[Entries from a point annotation set]
━━━━━━━━━━━━━━━━━━━━━━━━━━━━━━
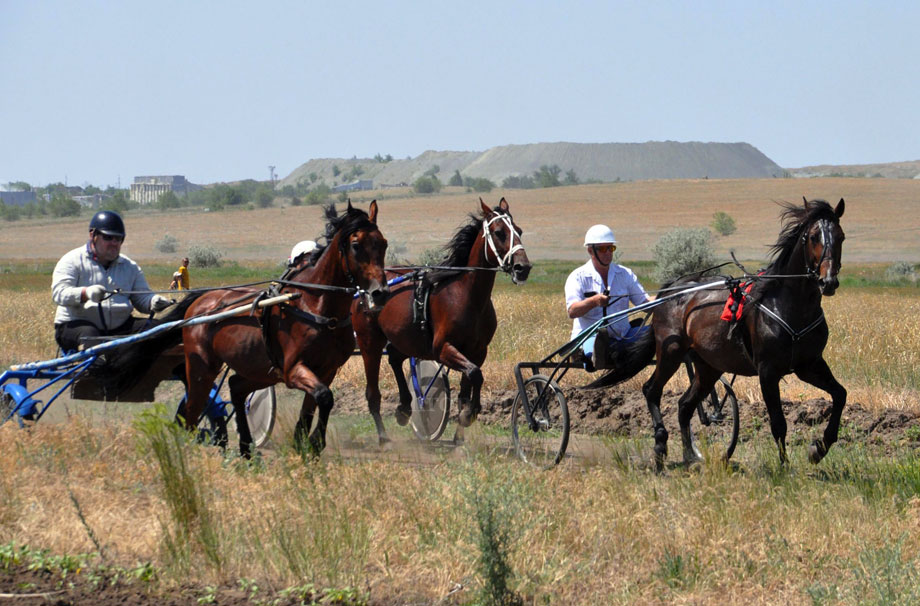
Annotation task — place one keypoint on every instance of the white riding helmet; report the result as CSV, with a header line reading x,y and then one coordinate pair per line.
x,y
301,248
599,234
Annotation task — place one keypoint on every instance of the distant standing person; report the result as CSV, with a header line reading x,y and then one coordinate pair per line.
x,y
96,288
180,277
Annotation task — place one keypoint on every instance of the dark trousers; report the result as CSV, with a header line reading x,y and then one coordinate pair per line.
x,y
69,334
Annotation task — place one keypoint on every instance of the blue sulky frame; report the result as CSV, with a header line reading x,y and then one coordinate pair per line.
x,y
17,401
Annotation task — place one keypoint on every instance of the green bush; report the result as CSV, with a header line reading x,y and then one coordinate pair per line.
x,y
427,185
683,251
431,256
167,244
204,256
723,224
902,270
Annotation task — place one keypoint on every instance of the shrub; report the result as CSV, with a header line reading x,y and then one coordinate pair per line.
x,y
723,224
683,251
431,256
427,185
167,244
480,184
902,270
204,256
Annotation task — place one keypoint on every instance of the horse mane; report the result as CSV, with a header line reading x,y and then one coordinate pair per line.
x,y
456,253
795,219
350,221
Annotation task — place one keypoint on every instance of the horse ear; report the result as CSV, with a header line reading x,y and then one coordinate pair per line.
x,y
839,210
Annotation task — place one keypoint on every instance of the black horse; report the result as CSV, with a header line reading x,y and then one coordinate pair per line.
x,y
782,330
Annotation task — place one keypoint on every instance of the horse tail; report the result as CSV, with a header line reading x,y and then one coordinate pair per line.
x,y
628,361
127,365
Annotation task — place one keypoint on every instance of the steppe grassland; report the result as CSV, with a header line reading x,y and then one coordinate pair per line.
x,y
844,532
881,220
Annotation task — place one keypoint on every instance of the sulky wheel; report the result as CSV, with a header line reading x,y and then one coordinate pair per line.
x,y
540,438
429,417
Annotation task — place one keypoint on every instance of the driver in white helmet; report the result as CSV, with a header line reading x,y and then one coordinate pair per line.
x,y
599,288
304,247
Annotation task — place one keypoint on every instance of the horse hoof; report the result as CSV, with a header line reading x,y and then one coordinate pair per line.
x,y
816,451
403,415
466,417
━━━━━━━━━━━━━━━━━━━━━━━━━━━━━━
## The task
Retype every line of the material above word for word, omitting the pictures.

## Output for this exercise
Annotation task — place one keypoint on every instance of the white riding helmet; report the result as CSV, with a header line reading x,y and then one coordinate pair per line.
x,y
301,248
599,234
Annotation task — place one keypoint on every instance of the distant standing person; report the result as CSV, with a header line reading x,y and then one coordinate pair per line.
x,y
96,288
180,277
Annotation task — place one keypoint on every instance of the dark trousers; report the result as CSV, with a header line reading x,y and then one coordinate pair per line.
x,y
69,334
Annotation task — place one keypoint on every instance of the blue sulky frame; report the result as CSV, with a header line reading x,y and then one coordinate pair per line.
x,y
17,401
Annotation task — place one keypoint on every instance of the green bush; report the result as CSV, with a header line reading x,y and then one coordinate pair per line.
x,y
427,185
683,251
431,256
167,244
204,256
723,224
902,270
Annotation task — place one keypoint on every instance of the shrub; report the result as CSV, with a header line reading x,y and then one coordinate pair per line.
x,y
723,224
683,251
431,256
427,185
167,244
480,184
902,270
204,256
Annotation task — place one keypoint on every instance of the horse mane; report the result as CSV, with a header line reading x,y and then one coordinate pair per line.
x,y
456,253
795,219
350,221
Annotation task — place one keypoint on every instance of the horse ear; report the result as CSV, with a header line reading x,y and then one coordinate pair per line.
x,y
839,210
Annotation task — place one keypoint on every instance of the black horse; report the result as CSV, with a header line reading x,y and then one coordinate pair per line.
x,y
782,330
Annotation task — place one keypoint on every instance of the horse tail; report the result as CSV, with a header line reading x,y and then one coordinate pair per line.
x,y
628,361
127,365
Annotation task — place one keypoint on every instance of the steppe grassland; report the result as CSV, with a header line reading x,y and then one coordinate pair per line.
x,y
844,532
881,220
Annotation task — place one keypoint on every instance of the sulky wheel; report the result as CSV, with a header line reading x,y and then one coordinate pair per line.
x,y
540,438
429,417
Annotation task — place one keypoint on every instance of the driver in white helmet; report the result as CSV, with a header line reading x,y and then one coordinate pair per line.
x,y
599,288
304,247
Annotation task — place one keypoint on every instance of the horse hoof; report the result as CSV, with a header line reading x,y and then one coordinate pair per line.
x,y
816,451
403,415
466,417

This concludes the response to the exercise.